TASK MATERIAL:

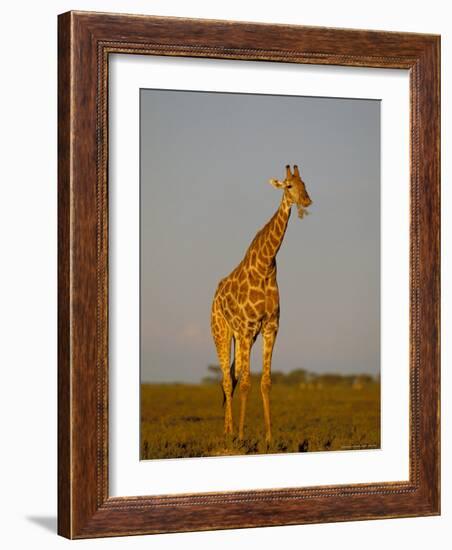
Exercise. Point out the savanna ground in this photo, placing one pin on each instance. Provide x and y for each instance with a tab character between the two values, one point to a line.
182	420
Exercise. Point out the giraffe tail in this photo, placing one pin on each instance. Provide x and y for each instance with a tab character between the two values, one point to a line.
234	378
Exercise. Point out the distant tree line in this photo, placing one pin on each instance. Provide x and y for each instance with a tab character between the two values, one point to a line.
301	378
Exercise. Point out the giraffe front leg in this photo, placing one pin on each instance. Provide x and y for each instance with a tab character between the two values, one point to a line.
227	388
269	337
243	366
222	336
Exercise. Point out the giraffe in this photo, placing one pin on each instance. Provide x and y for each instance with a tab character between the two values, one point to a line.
246	303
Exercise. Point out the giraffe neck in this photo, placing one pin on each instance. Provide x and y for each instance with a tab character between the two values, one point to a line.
267	242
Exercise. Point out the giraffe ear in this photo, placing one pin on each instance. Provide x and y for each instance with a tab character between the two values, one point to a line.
276	183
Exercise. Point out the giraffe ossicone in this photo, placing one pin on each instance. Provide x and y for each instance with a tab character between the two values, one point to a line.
246	303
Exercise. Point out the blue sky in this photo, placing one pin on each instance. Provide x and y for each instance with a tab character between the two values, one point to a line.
205	162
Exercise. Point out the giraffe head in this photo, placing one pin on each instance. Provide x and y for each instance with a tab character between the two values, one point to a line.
294	189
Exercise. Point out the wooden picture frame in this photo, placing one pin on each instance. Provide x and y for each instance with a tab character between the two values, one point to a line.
85	41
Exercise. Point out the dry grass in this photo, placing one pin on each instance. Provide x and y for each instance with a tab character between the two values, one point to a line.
179	420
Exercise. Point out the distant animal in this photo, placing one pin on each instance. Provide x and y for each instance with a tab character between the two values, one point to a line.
246	303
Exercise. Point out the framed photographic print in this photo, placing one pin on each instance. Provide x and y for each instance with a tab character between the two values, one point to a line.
248	275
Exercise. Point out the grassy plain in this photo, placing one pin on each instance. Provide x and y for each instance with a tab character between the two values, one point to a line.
181	420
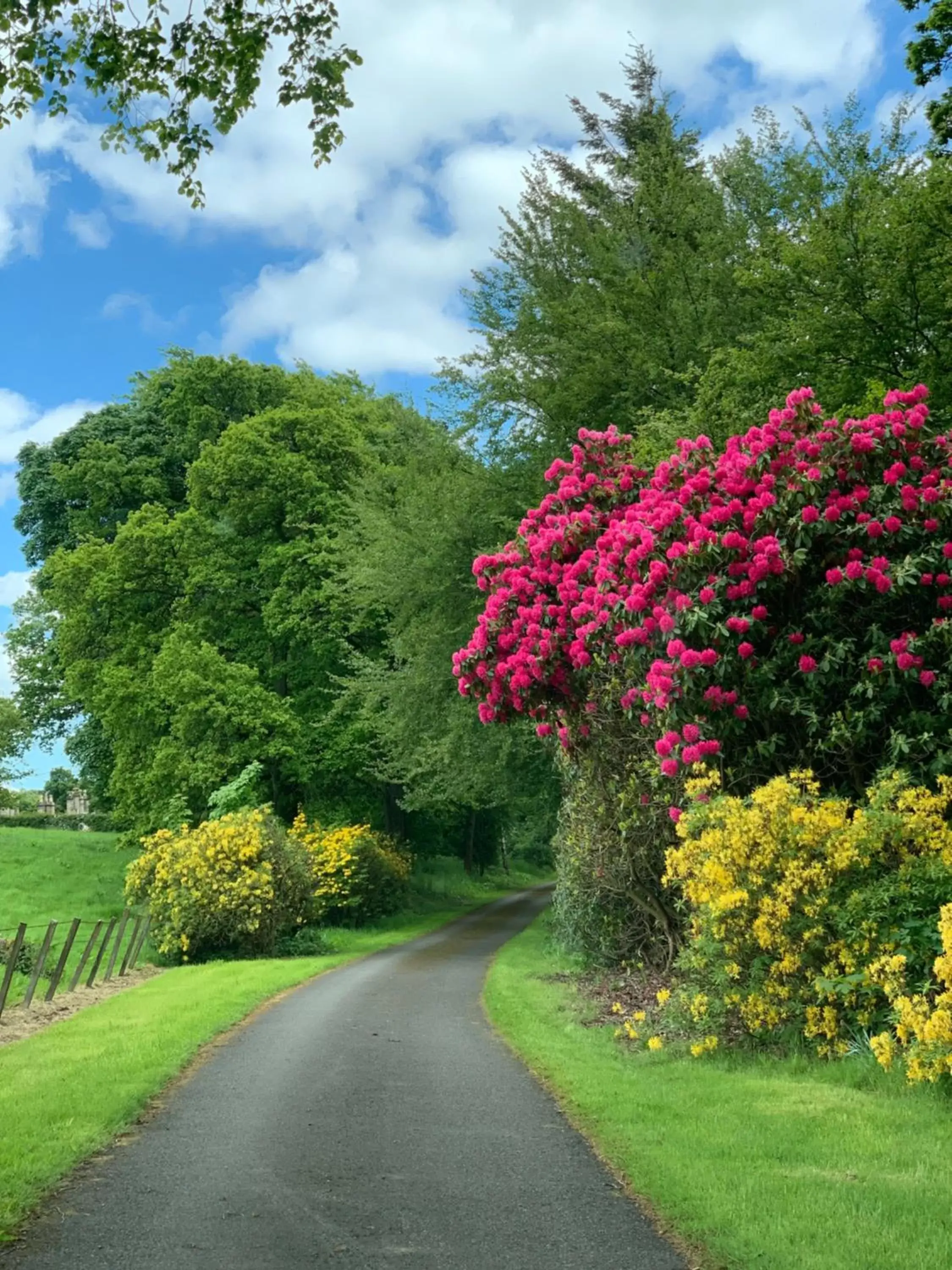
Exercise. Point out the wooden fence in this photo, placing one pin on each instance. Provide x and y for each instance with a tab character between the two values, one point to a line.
84	957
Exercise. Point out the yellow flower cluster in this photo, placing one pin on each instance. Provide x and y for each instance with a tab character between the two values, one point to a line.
219	886
356	873
765	877
923	1022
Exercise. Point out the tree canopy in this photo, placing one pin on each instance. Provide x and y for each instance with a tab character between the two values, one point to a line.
162	74
928	59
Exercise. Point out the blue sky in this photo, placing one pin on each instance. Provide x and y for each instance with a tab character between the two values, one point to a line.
358	266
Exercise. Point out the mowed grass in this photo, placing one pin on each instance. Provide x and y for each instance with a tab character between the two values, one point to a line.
766	1164
59	874
69	1090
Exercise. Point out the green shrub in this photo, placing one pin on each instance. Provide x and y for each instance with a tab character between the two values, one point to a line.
306	941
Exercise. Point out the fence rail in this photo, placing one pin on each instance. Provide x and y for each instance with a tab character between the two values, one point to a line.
69	962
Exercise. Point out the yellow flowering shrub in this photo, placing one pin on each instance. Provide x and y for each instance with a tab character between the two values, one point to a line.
356	873
801	903
233	884
922	1033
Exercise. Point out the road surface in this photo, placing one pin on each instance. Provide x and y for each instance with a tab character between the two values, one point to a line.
369	1121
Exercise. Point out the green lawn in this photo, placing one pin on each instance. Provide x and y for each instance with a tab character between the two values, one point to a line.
59	874
68	1090
768	1165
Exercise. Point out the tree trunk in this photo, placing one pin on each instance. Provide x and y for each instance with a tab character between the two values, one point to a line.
470	841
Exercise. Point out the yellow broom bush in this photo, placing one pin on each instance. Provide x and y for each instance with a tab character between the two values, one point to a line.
233	884
809	916
922	1032
356	873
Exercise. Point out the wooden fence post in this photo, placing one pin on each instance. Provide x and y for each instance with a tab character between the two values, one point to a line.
12	963
87	950
131	945
141	941
64	958
99	954
39	967
115	953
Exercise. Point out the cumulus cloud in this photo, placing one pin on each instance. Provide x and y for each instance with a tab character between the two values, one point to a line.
124	303
91	229
450	103
22	422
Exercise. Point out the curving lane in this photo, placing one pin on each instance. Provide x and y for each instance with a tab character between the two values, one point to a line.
370	1121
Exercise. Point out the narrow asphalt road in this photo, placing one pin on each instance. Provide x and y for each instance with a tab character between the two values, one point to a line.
371	1119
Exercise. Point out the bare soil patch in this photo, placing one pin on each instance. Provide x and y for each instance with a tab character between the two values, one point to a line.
17	1023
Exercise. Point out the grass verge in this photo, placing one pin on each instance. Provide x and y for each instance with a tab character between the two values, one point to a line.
69	1090
766	1164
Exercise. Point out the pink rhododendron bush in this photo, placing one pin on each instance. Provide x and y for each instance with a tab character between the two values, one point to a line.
781	604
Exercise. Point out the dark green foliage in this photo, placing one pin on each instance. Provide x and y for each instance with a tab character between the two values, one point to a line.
306	941
207	61
60	784
616	281
930	58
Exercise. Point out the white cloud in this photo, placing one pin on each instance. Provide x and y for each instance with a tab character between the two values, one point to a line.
124	303
22	422
91	229
25	188
450	102
13	586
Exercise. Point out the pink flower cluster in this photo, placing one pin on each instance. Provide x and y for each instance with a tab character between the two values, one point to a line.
677	580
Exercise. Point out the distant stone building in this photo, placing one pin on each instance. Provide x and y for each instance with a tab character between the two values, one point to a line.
78	803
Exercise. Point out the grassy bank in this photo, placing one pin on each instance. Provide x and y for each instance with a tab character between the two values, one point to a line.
59	874
68	1090
770	1165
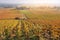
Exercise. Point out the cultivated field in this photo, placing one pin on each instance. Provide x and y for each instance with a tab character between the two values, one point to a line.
33	24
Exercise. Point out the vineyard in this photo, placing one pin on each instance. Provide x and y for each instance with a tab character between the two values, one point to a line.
31	26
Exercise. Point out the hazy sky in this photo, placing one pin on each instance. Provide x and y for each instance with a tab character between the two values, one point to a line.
51	2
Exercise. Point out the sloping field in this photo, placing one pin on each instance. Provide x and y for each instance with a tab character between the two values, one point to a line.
35	25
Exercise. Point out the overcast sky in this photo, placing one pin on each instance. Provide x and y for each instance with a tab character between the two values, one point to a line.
51	2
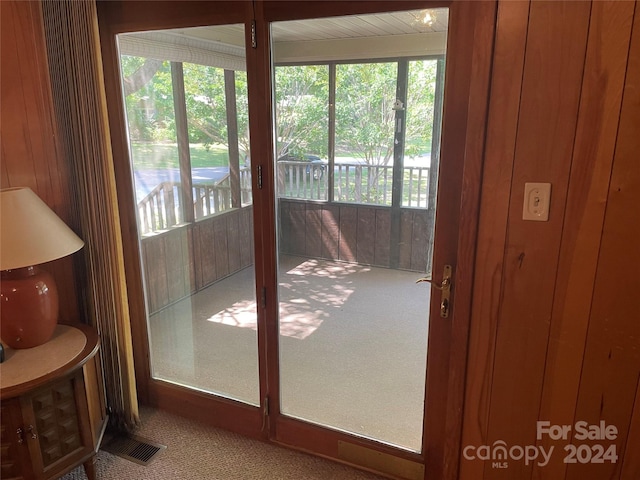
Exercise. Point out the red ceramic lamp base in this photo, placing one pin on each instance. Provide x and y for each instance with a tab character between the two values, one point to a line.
28	307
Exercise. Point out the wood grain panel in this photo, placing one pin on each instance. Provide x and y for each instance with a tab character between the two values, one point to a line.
611	368
284	220
605	67
348	233
176	266
382	247
155	273
30	153
246	235
207	253
330	232
233	237
553	68
221	246
365	235
419	239
406	239
631	460
297	234
313	227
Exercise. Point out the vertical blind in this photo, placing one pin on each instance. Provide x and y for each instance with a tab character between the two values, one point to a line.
73	49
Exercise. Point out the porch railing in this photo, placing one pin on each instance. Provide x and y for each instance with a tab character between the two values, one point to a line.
353	183
160	209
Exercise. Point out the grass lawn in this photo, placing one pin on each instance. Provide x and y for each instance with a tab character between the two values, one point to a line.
165	155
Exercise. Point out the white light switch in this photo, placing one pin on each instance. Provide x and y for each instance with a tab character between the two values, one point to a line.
537	197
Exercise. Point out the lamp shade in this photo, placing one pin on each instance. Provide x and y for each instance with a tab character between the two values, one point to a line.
30	232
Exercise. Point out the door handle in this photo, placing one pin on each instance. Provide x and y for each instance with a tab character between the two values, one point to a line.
445	289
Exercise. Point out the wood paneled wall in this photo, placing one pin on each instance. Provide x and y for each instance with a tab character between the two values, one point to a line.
184	260
354	233
30	153
555	333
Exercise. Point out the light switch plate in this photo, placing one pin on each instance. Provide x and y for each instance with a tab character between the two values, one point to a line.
537	197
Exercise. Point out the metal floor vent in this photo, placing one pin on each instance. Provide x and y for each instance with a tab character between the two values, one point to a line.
136	449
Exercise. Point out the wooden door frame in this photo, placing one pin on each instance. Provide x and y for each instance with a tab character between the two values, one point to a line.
115	17
472	26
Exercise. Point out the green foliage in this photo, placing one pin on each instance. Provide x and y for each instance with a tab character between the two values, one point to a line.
365	119
365	94
207	107
302	109
150	108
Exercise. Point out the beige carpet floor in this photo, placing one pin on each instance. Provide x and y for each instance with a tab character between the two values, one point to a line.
199	452
353	344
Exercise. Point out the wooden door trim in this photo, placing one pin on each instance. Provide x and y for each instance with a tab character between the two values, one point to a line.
470	50
124	16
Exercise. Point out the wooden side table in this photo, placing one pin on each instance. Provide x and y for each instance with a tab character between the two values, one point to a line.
53	406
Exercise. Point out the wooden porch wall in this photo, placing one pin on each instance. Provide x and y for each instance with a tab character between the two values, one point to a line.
184	260
354	233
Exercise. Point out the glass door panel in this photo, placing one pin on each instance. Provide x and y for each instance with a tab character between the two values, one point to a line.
353	325
187	117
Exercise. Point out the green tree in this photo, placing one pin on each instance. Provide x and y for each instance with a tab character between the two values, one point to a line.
207	105
365	94
302	103
148	99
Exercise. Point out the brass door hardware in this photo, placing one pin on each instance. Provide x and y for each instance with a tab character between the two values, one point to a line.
444	287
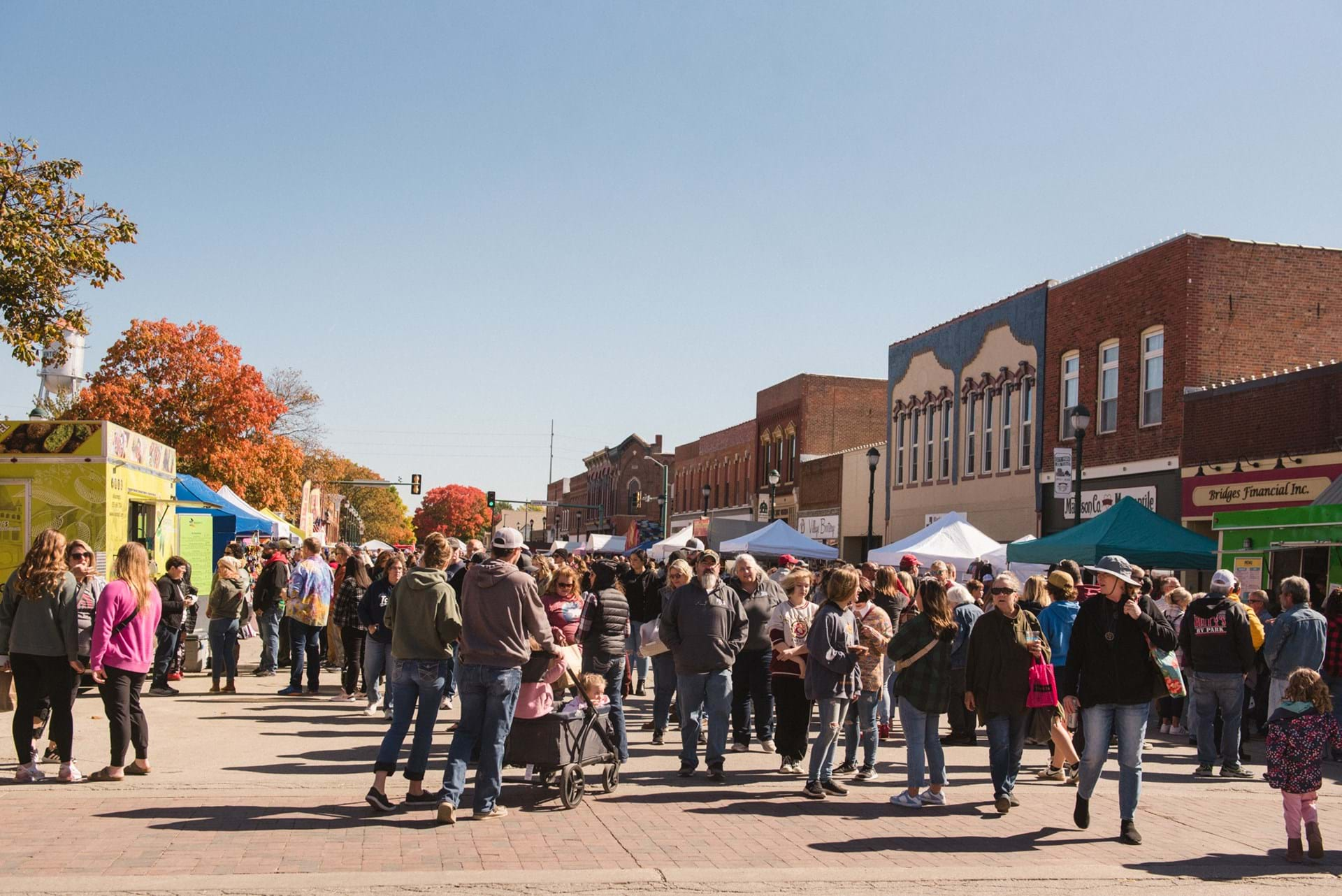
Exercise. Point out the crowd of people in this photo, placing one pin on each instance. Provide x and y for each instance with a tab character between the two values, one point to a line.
791	660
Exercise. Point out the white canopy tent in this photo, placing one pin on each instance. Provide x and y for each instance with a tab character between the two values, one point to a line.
999	561
951	538
669	547
779	538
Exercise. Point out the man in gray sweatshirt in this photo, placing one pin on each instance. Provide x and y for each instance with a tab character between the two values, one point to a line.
501	616
705	626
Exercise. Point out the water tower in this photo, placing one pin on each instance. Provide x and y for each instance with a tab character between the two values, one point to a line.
59	377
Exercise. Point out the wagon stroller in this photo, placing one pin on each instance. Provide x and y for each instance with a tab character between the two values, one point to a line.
558	746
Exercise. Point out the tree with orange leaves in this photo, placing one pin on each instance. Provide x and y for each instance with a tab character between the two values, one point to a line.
187	386
453	510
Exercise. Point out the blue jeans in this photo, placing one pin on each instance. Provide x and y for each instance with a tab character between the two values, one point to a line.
1223	690
832	711
705	693
268	624
1006	745
921	734
640	663
751	687
489	698
612	670
223	639
663	690
1130	723
412	680
377	662
305	642
860	728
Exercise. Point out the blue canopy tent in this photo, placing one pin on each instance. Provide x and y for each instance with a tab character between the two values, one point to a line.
230	521
776	540
1126	529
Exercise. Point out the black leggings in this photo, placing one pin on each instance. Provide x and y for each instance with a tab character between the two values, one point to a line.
352	643
42	680
125	718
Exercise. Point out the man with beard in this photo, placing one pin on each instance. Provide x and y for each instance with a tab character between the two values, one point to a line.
705	627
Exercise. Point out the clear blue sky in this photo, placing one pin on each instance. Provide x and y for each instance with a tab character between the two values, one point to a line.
463	220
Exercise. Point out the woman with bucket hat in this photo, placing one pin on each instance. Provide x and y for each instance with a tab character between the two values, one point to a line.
1110	677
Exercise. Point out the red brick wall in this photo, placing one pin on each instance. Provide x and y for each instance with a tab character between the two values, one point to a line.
1120	301
1298	414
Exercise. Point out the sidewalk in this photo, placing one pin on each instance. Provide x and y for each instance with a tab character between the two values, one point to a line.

JOB: Starting at the line that contains "Exercise. Point out the blue canopy", retype each line through the end of the listing above and nothing else.

ANSWER TO THIS TASK:
Exercise. Point out the blue canopy tent in this photo, placing one pin on each instance. Provide x and y for each instance with a tab character between the two values, one point to a line.
230	521
776	540
1126	529
Exercise. Point out the black leggings in this photo, placing one pin on each instance. Provide x and y for each instance with a tab character between the two values, one point to a line.
352	643
42	680
125	718
Exercise. Point out the man with beard in this photo, placing one pin on each instance. Provide x and y for each instance with a tab character between the two values, one point to a line.
705	627
Exercise. Point out the clear blue sky in this photo, placing one pin on each instance. Provide x and y for each instance with a tab character between the two values, one point to a line.
463	220
Exercise. Point out the woman with bucket hat in this photo, placing one pin on each instance. Provide x and y for each instance with a tab character between the two values, one point to a line.
1110	677
Exercise. Point out the red brick wall in this photo, placing one pin on each instance. Provide x and y for each instance with a tab character between the two values, one point to a line.
1120	301
1298	414
Exercise. Point out the sidewalk in this photo, placing one pin on each instance. Provide x and y for each instance with a tab character between the two values, one point to a line.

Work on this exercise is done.